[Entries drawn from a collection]
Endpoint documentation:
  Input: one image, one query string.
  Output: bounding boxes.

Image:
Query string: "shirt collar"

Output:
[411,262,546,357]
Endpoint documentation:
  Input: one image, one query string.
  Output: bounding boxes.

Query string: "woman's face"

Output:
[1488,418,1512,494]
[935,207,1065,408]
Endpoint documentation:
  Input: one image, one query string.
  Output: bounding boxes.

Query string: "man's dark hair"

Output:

--

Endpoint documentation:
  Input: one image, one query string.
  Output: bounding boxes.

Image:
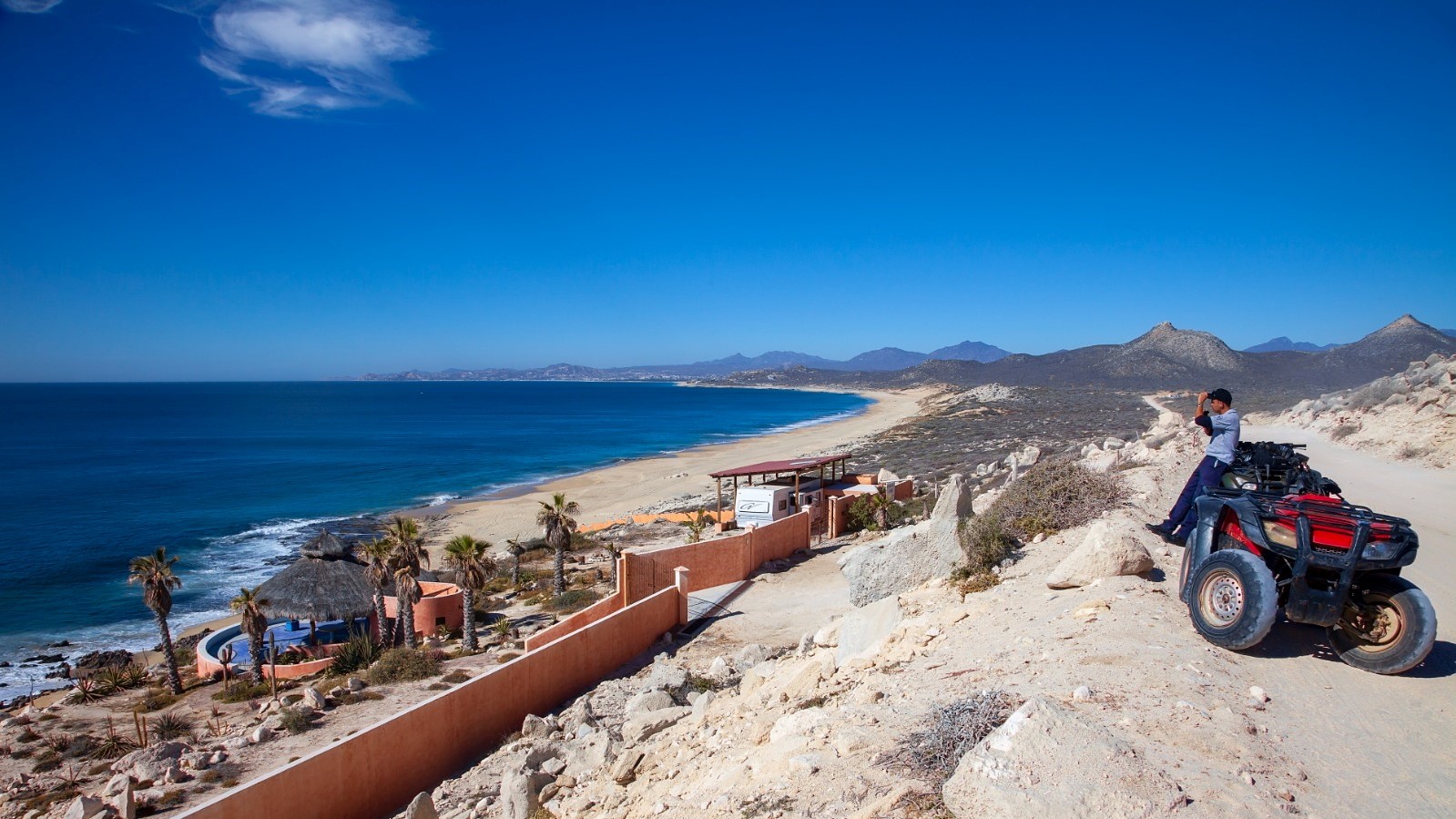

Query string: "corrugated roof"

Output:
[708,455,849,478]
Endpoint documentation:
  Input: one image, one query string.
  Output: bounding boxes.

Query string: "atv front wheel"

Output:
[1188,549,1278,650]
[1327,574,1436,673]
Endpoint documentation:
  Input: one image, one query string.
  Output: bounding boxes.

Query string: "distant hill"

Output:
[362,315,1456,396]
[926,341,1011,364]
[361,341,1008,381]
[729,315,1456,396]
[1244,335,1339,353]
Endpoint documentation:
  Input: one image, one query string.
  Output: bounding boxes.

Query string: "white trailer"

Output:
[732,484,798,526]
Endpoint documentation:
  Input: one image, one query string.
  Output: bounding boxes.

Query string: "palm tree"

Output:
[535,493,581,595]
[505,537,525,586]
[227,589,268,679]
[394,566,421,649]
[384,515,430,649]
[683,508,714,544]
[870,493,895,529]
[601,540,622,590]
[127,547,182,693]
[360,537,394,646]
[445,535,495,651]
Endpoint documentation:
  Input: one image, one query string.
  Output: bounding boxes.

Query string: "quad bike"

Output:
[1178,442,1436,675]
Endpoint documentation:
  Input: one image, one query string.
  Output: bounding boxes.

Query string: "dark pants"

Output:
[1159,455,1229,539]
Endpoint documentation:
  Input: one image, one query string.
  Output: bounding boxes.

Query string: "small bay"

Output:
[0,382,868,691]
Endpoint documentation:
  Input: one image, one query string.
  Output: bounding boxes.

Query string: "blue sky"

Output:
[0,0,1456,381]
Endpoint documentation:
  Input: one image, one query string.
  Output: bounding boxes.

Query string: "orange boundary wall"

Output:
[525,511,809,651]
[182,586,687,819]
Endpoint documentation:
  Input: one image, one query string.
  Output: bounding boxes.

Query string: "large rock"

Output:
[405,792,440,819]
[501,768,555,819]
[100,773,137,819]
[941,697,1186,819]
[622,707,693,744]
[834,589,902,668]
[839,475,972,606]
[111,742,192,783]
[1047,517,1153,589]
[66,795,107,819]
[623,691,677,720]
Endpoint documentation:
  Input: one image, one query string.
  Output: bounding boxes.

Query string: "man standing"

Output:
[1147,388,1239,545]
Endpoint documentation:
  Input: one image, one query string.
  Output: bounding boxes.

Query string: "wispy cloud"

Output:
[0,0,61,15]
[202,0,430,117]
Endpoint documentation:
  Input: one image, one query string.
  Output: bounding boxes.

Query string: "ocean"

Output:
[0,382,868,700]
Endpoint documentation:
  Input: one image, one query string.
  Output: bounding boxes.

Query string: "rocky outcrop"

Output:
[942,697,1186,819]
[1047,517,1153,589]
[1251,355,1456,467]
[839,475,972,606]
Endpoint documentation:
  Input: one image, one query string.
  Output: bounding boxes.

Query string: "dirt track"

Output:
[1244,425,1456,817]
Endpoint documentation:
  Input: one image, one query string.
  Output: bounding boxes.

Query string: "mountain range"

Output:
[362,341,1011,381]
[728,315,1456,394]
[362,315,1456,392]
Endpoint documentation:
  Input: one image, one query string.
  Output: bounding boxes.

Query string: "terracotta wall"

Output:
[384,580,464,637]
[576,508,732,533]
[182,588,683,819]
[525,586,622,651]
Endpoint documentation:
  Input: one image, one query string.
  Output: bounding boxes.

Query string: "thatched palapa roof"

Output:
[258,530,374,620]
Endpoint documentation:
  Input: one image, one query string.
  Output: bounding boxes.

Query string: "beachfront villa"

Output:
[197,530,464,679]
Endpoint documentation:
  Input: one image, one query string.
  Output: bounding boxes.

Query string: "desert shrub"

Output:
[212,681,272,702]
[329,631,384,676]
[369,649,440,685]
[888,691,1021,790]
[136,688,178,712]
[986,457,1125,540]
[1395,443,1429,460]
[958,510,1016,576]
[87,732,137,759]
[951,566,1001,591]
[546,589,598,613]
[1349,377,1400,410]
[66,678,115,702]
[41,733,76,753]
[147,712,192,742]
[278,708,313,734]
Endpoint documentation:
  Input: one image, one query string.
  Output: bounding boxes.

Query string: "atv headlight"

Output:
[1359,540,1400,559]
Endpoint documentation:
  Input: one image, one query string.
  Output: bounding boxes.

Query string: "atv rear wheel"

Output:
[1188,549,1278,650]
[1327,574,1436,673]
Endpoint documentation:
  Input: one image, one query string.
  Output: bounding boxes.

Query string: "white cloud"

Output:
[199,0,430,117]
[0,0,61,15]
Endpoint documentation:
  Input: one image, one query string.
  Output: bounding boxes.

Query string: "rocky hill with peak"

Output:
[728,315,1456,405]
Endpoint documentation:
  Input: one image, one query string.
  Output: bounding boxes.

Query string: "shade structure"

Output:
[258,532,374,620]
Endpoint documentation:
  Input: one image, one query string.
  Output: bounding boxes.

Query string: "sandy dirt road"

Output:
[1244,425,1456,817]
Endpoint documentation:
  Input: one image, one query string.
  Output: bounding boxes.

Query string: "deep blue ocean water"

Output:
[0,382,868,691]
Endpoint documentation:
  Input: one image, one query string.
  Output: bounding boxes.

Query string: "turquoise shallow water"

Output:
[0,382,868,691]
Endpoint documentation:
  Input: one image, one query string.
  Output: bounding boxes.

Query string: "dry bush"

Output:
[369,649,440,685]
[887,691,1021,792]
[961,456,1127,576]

- _Work to do_
Please pick out and copy every line of the records that contains the word "white". Case counts.

- _Solution for this task_
Query string: "white trailer"
Query string: "white cloud"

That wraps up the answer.